[Collected data]
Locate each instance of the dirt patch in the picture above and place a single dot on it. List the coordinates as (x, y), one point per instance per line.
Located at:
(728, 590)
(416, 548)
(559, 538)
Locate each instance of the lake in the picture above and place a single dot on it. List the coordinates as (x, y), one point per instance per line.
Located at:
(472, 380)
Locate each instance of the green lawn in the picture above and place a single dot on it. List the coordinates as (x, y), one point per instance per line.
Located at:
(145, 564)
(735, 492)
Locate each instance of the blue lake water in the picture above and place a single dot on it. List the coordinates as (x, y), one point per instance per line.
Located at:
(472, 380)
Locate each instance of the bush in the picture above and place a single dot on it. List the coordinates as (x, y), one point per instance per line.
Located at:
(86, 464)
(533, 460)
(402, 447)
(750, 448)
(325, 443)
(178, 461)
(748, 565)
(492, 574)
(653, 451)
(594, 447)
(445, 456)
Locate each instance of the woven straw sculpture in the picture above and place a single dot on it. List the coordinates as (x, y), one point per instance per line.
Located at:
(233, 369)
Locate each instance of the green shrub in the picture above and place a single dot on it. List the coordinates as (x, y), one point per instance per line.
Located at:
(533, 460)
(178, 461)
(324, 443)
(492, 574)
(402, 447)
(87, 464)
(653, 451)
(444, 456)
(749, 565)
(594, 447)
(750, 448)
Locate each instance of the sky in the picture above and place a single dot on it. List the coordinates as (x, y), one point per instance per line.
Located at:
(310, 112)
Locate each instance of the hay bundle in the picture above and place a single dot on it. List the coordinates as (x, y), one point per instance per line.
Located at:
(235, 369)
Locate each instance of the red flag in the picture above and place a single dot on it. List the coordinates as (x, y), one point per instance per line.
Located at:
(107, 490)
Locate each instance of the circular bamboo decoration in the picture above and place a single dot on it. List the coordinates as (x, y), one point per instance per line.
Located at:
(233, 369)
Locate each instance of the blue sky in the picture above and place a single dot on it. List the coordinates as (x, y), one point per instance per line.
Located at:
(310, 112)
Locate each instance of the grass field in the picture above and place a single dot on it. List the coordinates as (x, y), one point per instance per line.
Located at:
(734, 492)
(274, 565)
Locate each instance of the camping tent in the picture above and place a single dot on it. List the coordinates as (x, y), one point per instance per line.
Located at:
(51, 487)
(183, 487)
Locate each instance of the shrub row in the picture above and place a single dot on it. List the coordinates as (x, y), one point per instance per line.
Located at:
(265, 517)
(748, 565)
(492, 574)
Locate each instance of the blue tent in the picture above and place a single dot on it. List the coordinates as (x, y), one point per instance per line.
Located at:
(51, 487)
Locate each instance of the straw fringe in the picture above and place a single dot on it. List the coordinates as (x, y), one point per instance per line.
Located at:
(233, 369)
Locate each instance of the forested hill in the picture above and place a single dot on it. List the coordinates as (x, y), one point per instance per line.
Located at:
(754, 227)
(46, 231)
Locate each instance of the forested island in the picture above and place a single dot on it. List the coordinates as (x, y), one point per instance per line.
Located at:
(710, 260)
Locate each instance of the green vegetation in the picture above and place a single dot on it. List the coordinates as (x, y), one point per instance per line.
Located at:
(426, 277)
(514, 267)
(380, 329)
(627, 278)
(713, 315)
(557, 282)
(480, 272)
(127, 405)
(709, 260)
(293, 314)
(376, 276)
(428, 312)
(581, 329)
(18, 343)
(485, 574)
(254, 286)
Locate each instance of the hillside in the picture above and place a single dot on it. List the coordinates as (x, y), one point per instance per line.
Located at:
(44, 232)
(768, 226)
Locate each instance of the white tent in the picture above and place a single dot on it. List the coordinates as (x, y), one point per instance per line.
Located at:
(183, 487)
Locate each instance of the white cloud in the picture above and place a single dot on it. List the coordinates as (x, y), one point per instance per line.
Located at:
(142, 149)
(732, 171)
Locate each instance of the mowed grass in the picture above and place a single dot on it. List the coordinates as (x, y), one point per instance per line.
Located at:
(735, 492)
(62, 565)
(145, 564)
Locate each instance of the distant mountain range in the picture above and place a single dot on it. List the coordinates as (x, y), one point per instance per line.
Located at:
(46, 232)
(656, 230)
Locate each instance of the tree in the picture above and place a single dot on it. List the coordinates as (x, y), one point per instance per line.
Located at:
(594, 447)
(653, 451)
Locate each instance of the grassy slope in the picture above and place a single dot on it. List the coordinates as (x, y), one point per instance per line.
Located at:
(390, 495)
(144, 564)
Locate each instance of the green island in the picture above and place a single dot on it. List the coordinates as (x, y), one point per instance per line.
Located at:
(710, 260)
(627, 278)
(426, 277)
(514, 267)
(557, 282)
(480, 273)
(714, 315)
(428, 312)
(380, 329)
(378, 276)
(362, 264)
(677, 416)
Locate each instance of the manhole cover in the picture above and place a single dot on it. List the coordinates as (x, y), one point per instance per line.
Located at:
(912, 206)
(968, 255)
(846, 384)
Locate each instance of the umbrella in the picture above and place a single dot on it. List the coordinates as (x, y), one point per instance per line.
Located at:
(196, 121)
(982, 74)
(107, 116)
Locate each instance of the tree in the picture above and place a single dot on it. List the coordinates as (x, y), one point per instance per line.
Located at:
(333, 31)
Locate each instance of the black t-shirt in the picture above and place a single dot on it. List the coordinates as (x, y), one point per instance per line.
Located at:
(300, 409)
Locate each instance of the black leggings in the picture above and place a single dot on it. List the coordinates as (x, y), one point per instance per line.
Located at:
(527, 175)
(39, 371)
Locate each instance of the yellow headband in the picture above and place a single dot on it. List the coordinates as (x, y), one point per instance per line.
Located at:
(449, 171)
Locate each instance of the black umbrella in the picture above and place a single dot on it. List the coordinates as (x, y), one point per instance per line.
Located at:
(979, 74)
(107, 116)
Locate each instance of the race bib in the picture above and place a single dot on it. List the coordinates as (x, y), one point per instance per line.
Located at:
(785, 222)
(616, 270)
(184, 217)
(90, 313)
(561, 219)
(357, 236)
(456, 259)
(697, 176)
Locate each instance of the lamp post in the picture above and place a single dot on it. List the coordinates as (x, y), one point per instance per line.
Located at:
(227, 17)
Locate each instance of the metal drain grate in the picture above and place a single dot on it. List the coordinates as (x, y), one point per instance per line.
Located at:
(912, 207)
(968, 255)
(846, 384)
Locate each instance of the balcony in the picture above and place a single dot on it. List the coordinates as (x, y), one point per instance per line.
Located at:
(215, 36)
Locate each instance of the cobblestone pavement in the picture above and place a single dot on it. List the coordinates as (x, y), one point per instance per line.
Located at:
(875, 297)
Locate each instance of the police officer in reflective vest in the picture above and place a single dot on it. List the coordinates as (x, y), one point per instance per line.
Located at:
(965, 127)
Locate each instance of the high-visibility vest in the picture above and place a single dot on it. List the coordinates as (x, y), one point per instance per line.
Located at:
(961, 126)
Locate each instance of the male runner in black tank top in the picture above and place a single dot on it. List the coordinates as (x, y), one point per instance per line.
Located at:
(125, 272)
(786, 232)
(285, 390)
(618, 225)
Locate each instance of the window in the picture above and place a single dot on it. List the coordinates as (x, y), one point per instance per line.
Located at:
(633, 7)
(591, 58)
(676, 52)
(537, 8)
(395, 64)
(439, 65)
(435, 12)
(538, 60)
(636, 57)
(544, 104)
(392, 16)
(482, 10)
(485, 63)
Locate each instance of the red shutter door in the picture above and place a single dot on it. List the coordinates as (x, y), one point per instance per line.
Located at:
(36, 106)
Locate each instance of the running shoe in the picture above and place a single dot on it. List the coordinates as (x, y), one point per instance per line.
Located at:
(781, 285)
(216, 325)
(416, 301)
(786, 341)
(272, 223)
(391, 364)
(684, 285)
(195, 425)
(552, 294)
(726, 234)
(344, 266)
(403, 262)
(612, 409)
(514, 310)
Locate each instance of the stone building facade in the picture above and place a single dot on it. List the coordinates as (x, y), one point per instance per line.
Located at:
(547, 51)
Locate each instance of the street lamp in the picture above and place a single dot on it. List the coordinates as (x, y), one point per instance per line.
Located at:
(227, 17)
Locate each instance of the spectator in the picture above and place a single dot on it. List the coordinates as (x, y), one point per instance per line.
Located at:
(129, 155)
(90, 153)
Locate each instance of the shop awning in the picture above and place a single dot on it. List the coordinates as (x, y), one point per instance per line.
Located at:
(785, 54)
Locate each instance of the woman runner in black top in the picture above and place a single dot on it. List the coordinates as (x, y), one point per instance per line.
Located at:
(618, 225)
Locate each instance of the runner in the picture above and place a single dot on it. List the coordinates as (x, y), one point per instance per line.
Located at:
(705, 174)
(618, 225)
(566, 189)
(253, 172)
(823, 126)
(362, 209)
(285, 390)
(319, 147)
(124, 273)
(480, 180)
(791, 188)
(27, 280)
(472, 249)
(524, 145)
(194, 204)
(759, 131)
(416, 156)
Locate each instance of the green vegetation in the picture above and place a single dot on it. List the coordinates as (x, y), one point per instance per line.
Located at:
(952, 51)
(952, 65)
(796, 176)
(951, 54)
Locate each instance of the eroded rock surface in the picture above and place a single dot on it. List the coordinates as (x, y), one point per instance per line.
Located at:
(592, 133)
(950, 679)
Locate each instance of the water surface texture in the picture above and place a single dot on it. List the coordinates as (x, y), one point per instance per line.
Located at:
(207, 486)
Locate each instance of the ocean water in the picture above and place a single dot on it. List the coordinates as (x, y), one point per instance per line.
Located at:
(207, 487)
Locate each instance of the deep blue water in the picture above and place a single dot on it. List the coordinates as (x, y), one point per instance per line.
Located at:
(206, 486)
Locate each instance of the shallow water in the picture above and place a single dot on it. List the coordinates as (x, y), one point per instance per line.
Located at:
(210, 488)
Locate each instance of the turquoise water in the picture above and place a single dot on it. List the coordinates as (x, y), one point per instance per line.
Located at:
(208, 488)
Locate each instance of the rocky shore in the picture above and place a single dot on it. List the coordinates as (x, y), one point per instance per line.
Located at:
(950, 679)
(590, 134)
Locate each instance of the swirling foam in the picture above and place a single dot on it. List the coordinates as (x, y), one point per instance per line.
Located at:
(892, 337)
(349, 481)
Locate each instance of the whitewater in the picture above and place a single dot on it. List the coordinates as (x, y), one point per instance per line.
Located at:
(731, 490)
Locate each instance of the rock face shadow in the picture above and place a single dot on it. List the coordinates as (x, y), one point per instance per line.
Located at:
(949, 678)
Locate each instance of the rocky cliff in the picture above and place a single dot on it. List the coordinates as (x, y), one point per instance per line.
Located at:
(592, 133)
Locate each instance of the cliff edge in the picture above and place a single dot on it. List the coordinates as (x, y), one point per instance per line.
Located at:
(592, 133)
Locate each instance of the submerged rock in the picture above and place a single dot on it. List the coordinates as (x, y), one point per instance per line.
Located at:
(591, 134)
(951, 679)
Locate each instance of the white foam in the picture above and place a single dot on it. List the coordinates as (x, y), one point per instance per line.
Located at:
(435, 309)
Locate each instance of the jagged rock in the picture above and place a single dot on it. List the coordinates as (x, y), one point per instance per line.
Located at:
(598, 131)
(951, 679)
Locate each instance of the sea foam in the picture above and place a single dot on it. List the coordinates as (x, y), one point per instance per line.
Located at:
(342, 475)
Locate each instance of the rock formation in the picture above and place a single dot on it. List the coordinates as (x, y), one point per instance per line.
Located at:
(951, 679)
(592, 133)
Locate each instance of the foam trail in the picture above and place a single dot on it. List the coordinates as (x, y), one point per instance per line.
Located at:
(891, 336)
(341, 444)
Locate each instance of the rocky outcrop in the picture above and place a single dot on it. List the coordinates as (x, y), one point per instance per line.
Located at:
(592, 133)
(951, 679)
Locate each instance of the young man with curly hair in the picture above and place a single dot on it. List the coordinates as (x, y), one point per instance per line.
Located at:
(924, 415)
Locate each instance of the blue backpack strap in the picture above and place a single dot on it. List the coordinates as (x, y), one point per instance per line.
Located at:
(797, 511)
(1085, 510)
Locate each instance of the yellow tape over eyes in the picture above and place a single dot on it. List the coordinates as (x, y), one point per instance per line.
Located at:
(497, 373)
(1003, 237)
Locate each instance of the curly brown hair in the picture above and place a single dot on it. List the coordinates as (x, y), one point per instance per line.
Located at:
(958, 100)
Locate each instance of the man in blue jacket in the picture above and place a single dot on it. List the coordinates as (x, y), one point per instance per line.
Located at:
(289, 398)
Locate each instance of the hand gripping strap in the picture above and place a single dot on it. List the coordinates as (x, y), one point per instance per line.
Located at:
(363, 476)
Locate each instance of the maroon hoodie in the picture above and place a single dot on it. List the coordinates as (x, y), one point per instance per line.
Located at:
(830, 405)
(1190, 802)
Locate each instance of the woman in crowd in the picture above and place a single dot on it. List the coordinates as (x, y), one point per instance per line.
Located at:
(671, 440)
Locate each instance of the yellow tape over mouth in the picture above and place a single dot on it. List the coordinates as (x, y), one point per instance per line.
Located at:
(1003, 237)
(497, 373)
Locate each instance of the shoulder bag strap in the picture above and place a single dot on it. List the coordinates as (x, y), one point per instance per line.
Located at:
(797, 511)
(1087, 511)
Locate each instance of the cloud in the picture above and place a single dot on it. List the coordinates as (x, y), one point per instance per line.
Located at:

[What the exercise asks]
Copy out the lines from the line containing "Locate each instance of the hand" to the end of the listing above, without alteration.

[Exercise solution]
Locate each instance of the hand gripping strap in the picture above and place a single dot on it. List the coordinates as (x, y), one point per instance per line.
Located at:
(363, 476)
Locate each instance of the maroon hoodie in the picture above and place a single dot on it. List the coordinates as (x, y), one point per instance per line.
Located at:
(830, 405)
(1190, 802)
Locate each instance of the woman in crowd in the picture above and place a single dot on it. List the coordinates as (x, y), one point per instance per line.
Located at:
(671, 440)
Locate each instance of the yellow tape over mouth in the picture above and place a single dot on it. List the coordinates as (x, y), one point per instance per line.
Located at:
(1003, 237)
(497, 373)
Locate each instance of the shoulder bag strap in the picture above and place a single dot on it. List the coordinates as (x, y), one point per instance per line.
Located at:
(797, 511)
(1087, 511)
Locate each instance of the cloud in the picture above and place a single dot on it. List the coordinates as (x, y), one point per instance per line.
Located at:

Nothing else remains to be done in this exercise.